Stored records:
"""

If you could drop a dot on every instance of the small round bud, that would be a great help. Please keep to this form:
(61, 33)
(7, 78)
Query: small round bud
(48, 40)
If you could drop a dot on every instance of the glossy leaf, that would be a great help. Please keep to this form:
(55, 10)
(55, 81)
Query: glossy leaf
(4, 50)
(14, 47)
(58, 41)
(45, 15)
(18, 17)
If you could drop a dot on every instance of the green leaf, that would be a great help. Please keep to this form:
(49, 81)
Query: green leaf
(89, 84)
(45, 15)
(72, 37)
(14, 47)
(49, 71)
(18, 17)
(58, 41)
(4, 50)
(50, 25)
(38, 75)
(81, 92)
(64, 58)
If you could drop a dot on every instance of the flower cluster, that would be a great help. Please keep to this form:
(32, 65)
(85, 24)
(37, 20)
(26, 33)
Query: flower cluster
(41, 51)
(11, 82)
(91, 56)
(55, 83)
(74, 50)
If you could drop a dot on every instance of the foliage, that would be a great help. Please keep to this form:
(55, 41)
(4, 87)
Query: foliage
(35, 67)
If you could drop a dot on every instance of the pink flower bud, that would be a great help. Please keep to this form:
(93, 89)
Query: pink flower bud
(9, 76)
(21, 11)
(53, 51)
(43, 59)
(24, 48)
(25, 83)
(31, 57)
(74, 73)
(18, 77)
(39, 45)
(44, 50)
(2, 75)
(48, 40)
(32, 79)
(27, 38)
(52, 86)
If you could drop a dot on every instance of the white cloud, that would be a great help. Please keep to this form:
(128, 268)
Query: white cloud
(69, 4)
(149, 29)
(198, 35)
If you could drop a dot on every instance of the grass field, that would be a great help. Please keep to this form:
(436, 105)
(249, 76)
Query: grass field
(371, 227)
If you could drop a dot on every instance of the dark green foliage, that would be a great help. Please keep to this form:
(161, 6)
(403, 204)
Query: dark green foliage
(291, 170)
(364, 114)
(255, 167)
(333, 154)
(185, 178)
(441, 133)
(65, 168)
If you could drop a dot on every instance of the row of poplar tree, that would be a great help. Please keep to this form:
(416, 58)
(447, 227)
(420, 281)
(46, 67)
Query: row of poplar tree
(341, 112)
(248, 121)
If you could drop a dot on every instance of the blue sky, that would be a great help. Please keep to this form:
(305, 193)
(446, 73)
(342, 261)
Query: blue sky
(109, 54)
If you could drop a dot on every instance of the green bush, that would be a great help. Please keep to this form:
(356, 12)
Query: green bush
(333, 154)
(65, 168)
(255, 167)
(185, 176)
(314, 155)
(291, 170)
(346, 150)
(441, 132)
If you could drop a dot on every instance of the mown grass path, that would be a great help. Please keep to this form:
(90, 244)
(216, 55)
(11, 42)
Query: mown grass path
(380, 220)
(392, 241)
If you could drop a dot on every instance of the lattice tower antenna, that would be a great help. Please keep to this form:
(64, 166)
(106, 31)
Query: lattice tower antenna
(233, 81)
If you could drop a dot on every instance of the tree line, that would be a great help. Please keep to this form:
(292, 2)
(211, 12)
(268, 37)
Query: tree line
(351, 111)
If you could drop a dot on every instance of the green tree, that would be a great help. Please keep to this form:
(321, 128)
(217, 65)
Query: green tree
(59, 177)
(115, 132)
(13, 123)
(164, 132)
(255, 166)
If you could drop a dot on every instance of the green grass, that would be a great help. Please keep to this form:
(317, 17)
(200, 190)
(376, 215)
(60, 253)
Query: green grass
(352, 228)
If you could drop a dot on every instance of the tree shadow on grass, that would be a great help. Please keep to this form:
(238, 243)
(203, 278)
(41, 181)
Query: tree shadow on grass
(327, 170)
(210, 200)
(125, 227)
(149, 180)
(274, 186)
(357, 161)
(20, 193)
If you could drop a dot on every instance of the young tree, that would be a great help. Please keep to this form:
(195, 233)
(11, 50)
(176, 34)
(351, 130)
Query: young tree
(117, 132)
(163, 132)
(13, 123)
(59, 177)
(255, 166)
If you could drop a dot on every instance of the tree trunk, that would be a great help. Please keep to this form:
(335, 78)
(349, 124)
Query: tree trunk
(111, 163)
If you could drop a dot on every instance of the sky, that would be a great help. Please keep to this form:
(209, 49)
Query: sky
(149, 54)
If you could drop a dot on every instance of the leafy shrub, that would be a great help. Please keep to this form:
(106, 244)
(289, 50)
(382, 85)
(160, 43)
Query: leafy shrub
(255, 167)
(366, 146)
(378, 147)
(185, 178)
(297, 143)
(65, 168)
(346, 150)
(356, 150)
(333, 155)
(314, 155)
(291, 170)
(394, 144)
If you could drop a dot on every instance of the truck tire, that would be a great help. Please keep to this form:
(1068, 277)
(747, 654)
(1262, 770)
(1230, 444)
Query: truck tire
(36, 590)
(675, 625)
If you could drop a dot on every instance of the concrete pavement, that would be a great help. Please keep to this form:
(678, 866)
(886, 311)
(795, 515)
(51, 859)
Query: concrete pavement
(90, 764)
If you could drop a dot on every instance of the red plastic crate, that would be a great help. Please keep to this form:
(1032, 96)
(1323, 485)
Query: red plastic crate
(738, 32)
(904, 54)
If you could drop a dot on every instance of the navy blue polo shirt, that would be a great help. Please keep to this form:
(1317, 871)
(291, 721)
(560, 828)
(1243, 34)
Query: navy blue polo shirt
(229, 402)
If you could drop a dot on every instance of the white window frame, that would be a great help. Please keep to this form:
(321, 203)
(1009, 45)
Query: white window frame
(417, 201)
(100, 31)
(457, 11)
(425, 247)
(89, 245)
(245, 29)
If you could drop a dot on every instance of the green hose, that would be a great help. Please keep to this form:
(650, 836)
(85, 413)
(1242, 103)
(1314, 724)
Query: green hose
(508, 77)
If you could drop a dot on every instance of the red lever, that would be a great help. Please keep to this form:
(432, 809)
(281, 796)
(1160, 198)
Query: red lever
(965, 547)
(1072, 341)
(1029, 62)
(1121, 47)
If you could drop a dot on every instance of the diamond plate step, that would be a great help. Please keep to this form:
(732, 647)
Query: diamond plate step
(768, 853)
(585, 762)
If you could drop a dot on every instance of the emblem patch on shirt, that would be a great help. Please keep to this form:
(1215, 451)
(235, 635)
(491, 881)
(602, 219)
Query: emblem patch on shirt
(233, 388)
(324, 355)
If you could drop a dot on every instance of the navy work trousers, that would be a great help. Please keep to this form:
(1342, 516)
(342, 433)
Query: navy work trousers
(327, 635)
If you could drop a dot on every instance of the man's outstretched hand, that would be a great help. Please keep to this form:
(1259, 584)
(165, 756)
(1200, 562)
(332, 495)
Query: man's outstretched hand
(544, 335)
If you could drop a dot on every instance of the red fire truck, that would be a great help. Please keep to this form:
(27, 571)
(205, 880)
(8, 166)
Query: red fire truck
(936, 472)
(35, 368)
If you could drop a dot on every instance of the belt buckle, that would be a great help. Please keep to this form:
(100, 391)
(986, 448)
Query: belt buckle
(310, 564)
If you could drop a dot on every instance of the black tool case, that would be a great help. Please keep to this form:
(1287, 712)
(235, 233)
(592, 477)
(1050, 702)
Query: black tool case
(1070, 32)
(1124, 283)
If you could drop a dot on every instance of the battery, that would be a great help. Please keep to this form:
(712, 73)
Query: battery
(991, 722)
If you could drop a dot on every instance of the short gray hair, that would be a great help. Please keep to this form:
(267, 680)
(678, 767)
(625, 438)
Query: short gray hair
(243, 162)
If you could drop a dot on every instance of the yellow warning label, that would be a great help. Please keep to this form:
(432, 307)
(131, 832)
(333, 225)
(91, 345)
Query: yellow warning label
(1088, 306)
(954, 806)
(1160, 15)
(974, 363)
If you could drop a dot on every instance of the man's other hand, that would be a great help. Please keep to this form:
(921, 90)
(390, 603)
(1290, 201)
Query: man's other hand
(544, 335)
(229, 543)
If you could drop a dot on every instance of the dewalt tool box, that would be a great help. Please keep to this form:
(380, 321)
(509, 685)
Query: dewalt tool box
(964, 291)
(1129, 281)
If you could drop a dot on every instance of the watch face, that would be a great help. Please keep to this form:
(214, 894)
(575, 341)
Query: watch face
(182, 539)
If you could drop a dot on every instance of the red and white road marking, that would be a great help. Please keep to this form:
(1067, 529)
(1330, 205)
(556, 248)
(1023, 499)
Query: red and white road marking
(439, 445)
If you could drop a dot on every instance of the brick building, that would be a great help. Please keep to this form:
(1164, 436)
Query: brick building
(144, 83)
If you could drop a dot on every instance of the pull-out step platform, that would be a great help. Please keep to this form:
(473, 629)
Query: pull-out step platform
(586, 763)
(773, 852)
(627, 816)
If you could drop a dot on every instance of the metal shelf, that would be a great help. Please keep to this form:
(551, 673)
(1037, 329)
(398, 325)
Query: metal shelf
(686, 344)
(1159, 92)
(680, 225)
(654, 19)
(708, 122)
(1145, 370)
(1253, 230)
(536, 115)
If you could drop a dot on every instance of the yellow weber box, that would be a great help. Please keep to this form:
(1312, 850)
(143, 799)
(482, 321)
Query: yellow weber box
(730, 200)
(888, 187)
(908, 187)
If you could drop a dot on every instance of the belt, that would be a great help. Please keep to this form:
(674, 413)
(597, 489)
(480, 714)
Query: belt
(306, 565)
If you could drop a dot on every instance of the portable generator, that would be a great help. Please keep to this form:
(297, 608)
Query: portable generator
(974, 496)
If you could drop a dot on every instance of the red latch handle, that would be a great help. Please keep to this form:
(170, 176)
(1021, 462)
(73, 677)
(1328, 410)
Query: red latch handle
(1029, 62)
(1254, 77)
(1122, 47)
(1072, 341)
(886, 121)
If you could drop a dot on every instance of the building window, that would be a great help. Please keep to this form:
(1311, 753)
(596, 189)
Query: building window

"""

• [Assigned task]: Starting at the line that contains "tree trunk, that" and stopping after the line that contains "(1215, 451)", write out every line exactly as it appears above, and no other line.

• [Answer space]:
If you could drop a dot on every instance of the tree trunk, that would be a great help. Please keep to this form:
(335, 78)
(349, 124)
Query: tree trunk
(111, 163)
If you could drop a dot on every instance of the sky, that would be a great help. Please keep to this form:
(209, 49)
Query: sky
(149, 54)
If you could drop a dot on every instance of the leafy shrub, that would be a great help. Please keep to this form:
(106, 244)
(289, 50)
(382, 85)
(160, 43)
Query: leafy shrub
(255, 167)
(366, 146)
(378, 147)
(185, 178)
(297, 143)
(65, 168)
(346, 150)
(356, 150)
(333, 155)
(314, 155)
(291, 170)
(394, 144)
If you could drop a dot on every instance of the truck tire, that would be a great help. Please keep to this form:
(1068, 277)
(747, 654)
(1262, 770)
(1230, 444)
Query: truck tire
(36, 590)
(675, 625)
If you could drop a dot on every instance of the concrete pavement, that would be a great help. Please keep to this form:
(678, 866)
(886, 311)
(795, 515)
(51, 859)
Query: concrete pavement
(90, 764)
If you could drop a dot on every instance of the red plastic crate, that would be a great help. Please keep to this form:
(1032, 96)
(1323, 485)
Query: red plastic crate
(738, 32)
(904, 54)
If you could drop a dot on every instance of the navy blue polo shirt, that would be a great help. Please keep to this form:
(1317, 871)
(291, 721)
(560, 828)
(1243, 34)
Query: navy blue polo shirt
(229, 402)
If you could drop a dot on every instance of the white window frame, that would be a great help. Please keep to this form:
(321, 203)
(1009, 45)
Query: white window frame
(417, 201)
(100, 31)
(457, 11)
(425, 247)
(89, 245)
(245, 29)
If you could drop a dot on every instance of the green hose, that would be a great help. Please keep to this form:
(650, 836)
(85, 413)
(1242, 103)
(1314, 724)
Query: green hose
(508, 77)
If you could drop a dot on every instance of the red lever, that would be a great help. Please keep to this form:
(432, 809)
(281, 796)
(1160, 198)
Query: red lever
(965, 547)
(1072, 341)
(1029, 62)
(1121, 47)
If you could drop a dot on every instance of the diamond plate step, that would be a great help. Please keep to this form:
(732, 647)
Query: diamond plate step
(768, 853)
(585, 762)
If you could drop a dot on every instance of the emblem patch on shirt, that would be a great help. Please keep to this form:
(1215, 451)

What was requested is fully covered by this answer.